- Aufgabenstellung: Schreibe die Zeilen ab der Zeile mit „Point out the string“ bis einschließlich der Zeile mit „Point out the window“ neu und ersetze dabei „yellow“ durch „green“. Alles andere bleibt unverändert.

- Auszüge der Einträge:
● ● ●
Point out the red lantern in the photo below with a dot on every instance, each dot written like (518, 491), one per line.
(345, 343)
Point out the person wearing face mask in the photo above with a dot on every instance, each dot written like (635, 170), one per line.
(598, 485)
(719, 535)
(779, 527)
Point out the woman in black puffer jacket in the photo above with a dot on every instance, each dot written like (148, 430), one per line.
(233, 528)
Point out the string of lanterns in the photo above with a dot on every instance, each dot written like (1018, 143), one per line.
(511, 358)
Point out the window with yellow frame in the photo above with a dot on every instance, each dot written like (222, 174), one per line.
● ● ●
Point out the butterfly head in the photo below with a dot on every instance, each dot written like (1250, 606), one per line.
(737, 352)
● ● ●
- Lösung:
Point out the string of lanterns in the photo above with a dot on every instance, each dot written like (1018, 143), one per line.
(511, 358)
Point out the window with green frame in the photo above with a dot on every instance, each dot written like (222, 174), one per line.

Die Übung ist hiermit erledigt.